*** Data supplied ***

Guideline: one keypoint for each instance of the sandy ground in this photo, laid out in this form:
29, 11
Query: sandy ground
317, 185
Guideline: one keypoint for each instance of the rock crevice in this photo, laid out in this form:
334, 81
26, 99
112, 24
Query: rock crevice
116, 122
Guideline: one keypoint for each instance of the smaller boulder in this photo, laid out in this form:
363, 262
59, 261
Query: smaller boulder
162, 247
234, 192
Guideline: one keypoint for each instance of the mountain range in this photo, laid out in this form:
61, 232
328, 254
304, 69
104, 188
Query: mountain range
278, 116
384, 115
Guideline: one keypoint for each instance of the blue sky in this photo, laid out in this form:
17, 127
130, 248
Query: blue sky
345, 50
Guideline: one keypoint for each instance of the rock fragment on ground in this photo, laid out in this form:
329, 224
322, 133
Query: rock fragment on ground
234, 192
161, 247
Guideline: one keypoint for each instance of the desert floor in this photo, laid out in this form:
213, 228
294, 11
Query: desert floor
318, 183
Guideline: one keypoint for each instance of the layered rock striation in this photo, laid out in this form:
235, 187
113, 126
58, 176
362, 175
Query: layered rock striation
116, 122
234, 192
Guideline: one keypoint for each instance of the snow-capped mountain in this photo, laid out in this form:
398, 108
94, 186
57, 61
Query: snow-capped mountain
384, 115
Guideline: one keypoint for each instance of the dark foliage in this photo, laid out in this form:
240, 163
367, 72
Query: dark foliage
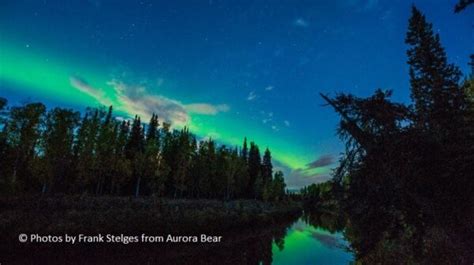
406, 176
58, 152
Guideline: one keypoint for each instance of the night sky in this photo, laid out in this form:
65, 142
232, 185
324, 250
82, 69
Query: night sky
226, 69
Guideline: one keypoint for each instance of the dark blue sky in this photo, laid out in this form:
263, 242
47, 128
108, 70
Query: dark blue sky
228, 69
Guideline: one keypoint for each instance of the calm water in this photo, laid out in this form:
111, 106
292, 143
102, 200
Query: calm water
314, 238
308, 244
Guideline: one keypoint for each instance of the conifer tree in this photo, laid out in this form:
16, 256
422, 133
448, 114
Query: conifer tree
435, 89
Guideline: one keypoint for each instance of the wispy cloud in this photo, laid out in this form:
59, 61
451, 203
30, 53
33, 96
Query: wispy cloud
251, 96
84, 87
300, 22
322, 161
269, 88
137, 100
206, 109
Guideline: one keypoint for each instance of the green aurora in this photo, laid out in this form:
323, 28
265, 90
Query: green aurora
46, 76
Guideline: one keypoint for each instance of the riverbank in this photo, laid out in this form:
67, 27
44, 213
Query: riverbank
246, 224
86, 214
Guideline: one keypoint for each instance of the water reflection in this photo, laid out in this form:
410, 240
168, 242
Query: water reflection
309, 239
316, 238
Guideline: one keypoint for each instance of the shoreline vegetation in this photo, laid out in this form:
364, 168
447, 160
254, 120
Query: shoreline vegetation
247, 225
401, 194
252, 226
122, 215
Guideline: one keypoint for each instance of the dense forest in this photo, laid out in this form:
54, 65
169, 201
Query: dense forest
405, 181
57, 151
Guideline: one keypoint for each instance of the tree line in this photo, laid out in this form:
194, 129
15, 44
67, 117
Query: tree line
406, 178
63, 151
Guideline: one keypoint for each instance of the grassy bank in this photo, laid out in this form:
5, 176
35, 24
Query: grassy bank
76, 214
246, 226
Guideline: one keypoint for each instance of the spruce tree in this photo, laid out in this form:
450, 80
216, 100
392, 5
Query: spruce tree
435, 88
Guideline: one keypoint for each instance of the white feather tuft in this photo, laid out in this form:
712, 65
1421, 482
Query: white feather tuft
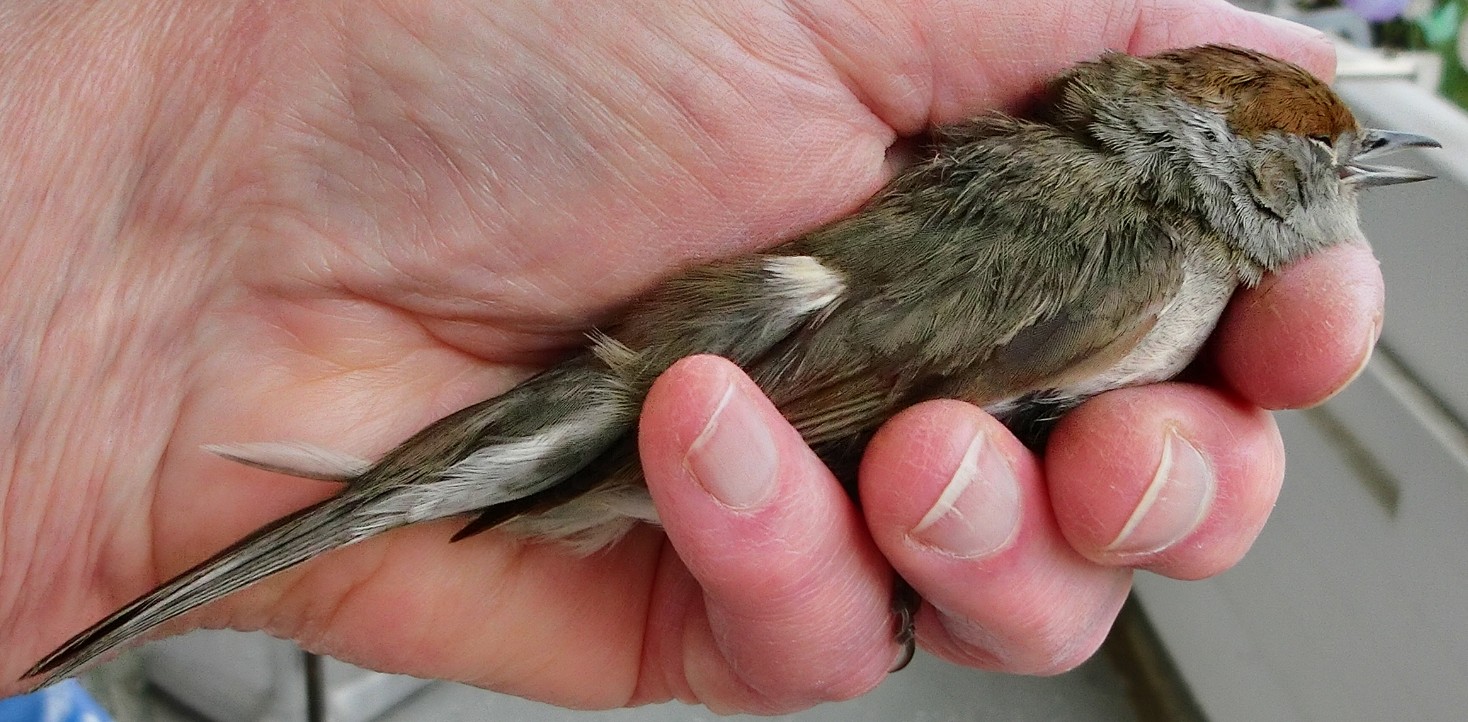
294, 458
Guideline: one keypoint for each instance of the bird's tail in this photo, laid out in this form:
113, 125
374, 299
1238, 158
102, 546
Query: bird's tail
483, 457
275, 548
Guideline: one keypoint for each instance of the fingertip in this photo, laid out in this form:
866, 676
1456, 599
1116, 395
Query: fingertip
1176, 24
794, 596
960, 509
1172, 479
1305, 332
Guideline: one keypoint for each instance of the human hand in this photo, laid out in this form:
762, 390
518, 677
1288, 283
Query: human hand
336, 223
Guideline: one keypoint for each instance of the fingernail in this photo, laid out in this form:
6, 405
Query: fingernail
733, 458
978, 511
1175, 502
1365, 352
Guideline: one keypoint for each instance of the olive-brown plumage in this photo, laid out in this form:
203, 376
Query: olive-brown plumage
1020, 264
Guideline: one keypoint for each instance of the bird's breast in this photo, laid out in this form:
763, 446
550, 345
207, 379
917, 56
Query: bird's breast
1182, 326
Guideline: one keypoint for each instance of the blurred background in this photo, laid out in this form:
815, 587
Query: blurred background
1352, 606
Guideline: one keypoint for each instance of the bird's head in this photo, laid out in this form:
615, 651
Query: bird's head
1264, 150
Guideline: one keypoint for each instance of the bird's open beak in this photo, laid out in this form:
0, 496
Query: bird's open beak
1380, 143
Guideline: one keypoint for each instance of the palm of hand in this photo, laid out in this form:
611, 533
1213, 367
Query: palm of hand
383, 219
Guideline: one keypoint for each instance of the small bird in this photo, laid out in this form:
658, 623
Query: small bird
1020, 264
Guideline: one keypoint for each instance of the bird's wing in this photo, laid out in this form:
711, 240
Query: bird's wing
985, 342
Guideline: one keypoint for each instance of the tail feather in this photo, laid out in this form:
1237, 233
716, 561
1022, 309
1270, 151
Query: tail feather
275, 548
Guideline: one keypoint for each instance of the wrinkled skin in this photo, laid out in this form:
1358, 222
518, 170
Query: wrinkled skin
335, 222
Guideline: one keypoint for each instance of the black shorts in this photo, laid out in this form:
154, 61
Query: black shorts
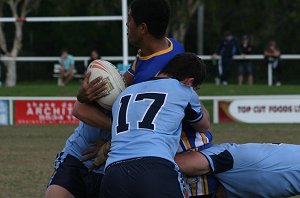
75, 177
146, 177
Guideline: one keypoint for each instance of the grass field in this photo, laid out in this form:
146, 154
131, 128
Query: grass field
28, 152
50, 89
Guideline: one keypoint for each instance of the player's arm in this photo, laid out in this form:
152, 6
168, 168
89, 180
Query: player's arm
90, 114
196, 114
204, 123
192, 163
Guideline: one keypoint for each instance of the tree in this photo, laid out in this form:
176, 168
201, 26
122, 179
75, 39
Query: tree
183, 11
19, 10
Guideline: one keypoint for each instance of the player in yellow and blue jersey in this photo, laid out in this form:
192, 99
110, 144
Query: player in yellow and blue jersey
147, 124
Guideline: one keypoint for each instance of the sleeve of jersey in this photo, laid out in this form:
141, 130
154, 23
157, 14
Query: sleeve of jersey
193, 111
132, 68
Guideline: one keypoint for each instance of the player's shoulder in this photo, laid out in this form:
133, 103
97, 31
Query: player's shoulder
71, 57
176, 45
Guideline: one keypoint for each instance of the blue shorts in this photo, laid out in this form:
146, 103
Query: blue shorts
72, 175
146, 177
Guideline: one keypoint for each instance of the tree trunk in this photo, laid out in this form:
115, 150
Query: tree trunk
11, 74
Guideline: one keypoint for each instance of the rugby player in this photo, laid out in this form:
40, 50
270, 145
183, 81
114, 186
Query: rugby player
147, 24
147, 125
248, 170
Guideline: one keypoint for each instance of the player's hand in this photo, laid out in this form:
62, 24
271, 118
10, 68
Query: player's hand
101, 157
92, 91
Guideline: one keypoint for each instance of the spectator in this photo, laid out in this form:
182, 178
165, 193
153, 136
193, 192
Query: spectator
67, 67
245, 64
227, 49
272, 56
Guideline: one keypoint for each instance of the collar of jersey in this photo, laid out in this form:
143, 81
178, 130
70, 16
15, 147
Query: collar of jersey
157, 78
157, 53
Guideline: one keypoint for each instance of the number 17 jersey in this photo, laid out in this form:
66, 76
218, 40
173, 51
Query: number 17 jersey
147, 119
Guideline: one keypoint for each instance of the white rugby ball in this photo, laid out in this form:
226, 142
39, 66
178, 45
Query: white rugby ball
114, 79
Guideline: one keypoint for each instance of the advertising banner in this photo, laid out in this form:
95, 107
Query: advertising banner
260, 111
4, 112
44, 112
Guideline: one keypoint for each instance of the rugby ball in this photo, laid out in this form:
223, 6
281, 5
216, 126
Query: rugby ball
114, 79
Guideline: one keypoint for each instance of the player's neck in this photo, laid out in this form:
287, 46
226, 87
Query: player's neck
153, 45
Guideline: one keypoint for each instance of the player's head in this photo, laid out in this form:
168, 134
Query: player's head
187, 68
147, 17
64, 53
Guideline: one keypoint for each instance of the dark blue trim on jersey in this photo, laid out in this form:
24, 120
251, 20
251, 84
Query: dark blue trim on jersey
191, 115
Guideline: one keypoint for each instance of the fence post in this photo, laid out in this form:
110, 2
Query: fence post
270, 74
11, 111
216, 111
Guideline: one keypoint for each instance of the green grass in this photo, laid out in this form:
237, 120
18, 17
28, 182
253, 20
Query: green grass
51, 89
28, 152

***

__Requirement__:
The response should consist only of the lines from the one containing "Query: fence post" to the end of the material above, both included.

__Result of the exercise__:
Query: fence post
270, 74
11, 111
216, 111
Guideline: one keypoint for each instance of the green grass in this photo, laid out in this form:
237, 120
18, 17
28, 182
253, 20
Query: green grass
51, 89
28, 152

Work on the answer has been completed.